__Prompt__
Which lines in the records below contain the string "window"? Pick out each of them and copy it, treating uppercase and lowercase as different.

* START Data extract *

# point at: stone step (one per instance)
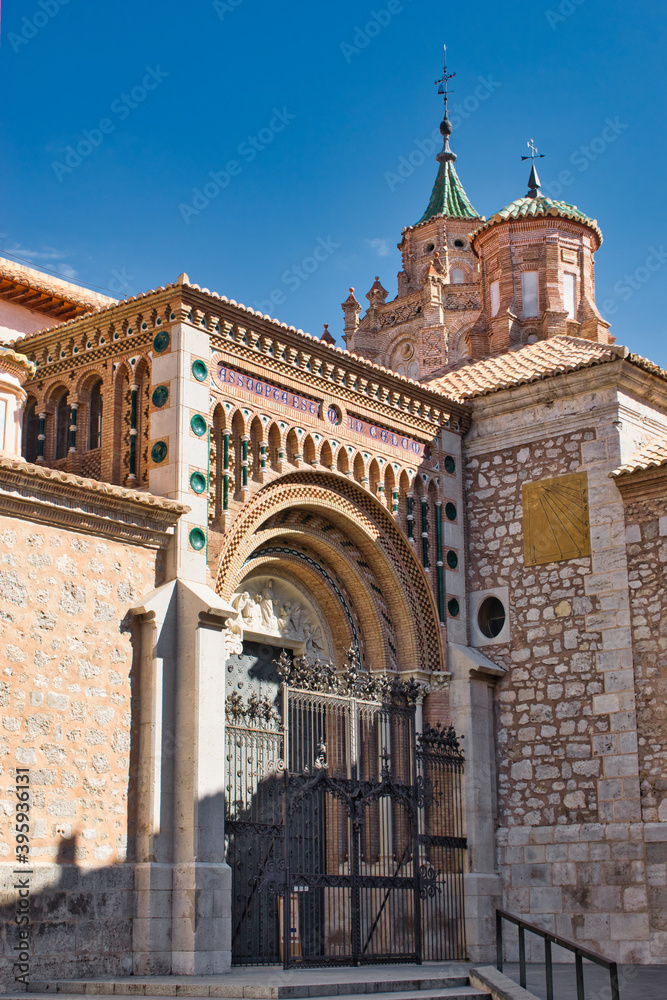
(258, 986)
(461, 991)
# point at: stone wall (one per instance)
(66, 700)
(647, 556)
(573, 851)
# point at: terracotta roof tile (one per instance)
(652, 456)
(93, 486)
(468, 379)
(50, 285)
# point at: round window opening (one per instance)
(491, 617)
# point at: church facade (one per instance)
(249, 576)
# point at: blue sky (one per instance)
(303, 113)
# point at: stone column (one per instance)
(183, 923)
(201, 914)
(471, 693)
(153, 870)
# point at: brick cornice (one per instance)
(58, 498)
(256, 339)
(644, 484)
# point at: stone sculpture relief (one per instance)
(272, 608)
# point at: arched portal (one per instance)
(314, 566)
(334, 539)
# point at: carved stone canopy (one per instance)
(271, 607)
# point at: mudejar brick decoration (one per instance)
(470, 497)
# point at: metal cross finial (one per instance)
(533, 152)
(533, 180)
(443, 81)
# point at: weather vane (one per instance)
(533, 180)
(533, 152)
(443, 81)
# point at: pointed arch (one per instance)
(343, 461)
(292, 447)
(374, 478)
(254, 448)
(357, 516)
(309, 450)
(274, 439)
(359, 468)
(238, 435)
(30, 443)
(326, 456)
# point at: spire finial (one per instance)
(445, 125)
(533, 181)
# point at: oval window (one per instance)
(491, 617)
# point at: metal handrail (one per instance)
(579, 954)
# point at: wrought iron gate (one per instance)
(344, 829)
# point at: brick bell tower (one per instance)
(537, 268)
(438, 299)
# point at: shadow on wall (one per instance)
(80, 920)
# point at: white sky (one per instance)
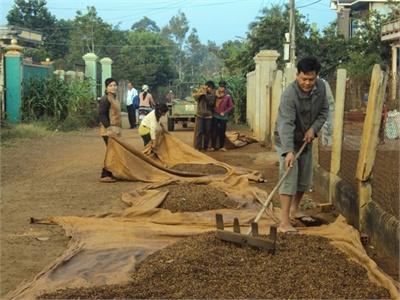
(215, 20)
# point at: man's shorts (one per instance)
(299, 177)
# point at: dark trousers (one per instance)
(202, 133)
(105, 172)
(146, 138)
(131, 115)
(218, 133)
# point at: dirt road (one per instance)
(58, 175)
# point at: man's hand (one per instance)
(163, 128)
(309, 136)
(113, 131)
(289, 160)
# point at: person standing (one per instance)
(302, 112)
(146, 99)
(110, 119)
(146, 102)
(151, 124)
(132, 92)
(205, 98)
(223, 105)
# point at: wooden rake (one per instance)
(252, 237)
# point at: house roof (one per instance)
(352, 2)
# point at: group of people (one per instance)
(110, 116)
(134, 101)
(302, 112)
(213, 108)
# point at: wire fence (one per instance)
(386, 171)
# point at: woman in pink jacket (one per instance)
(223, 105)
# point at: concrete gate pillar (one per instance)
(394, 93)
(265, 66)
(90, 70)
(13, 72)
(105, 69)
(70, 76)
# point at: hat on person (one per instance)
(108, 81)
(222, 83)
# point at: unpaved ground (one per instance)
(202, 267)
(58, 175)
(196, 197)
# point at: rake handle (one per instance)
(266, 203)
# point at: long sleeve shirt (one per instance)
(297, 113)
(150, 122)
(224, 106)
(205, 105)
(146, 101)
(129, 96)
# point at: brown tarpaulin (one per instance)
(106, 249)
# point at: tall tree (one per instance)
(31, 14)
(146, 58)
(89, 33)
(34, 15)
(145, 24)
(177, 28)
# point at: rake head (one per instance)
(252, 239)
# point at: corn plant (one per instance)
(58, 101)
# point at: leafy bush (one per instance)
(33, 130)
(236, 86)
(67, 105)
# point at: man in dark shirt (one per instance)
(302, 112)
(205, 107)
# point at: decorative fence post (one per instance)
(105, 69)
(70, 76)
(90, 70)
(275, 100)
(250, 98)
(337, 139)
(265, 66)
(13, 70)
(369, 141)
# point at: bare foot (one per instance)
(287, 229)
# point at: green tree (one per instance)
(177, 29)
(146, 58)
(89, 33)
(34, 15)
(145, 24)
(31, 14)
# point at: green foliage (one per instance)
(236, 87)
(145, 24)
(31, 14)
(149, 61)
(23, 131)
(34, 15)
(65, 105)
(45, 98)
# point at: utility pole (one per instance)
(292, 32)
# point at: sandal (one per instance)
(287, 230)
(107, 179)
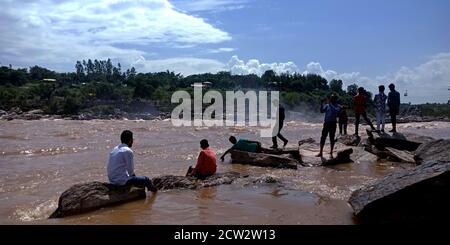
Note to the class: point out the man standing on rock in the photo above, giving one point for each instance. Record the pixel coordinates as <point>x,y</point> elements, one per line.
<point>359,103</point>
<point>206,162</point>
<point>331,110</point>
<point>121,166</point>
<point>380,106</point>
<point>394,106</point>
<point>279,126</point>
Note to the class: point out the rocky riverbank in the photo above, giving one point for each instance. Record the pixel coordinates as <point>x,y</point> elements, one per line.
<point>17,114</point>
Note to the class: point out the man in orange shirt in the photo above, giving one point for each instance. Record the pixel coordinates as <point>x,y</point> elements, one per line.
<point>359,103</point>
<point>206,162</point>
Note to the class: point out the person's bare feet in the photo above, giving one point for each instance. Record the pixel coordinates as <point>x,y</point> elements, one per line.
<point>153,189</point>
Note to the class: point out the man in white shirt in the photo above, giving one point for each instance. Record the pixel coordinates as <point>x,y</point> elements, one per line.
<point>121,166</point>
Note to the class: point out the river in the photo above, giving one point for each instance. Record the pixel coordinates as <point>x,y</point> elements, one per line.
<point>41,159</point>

* END Data extract *
* START Data extract *

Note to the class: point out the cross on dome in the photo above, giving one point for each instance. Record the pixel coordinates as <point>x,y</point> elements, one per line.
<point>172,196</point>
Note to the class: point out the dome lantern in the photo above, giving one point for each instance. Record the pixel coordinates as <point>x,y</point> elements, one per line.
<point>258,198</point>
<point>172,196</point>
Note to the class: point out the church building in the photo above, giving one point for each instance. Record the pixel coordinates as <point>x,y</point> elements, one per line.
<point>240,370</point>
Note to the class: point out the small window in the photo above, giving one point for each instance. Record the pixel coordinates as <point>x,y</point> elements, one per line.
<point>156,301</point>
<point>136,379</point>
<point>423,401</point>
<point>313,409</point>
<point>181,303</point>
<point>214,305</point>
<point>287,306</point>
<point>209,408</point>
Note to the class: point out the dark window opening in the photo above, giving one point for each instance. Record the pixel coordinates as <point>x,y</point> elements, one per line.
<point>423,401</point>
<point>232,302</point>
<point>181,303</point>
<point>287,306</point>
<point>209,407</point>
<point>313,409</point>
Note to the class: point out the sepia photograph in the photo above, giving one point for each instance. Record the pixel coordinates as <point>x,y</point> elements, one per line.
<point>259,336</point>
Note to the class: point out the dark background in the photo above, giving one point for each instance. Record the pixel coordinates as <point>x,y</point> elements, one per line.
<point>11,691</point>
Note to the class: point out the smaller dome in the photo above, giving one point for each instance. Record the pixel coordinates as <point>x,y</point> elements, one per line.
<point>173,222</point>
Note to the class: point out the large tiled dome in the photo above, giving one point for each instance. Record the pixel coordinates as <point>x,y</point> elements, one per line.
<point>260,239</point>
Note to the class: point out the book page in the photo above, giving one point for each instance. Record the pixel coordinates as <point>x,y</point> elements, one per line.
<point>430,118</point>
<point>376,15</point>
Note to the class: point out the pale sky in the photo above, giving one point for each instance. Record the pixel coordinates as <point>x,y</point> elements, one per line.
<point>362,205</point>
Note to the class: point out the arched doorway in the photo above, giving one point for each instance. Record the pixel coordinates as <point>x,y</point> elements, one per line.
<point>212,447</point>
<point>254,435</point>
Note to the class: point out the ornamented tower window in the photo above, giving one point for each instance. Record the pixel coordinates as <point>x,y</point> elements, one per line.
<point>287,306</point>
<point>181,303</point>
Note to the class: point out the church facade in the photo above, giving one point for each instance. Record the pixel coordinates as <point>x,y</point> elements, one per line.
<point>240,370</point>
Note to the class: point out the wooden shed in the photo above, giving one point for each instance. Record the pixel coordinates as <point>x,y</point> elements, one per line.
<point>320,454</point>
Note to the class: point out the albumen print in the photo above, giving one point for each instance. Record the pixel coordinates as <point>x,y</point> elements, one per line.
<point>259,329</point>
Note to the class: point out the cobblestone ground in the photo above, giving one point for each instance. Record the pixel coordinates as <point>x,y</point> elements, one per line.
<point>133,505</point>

* END Data extract *

__Response__
# point at: round window opening (one per instance)
# point at: oval window (one per instance)
Note to the class: point out the small window in the photo above, giving one point for each instance. Record the pixel coordinates as <point>x,y</point> elements, one per line.
Note to the class: point out the dark window opening in the photo above, giving one point for each instance. Record the pixel coordinates as <point>x,y</point> elements, one per line.
Note to the class: point out the ornamented tower window in the photo above, giving one point for each instance. Record the pixel coordinates as <point>x,y</point> elements, one per line.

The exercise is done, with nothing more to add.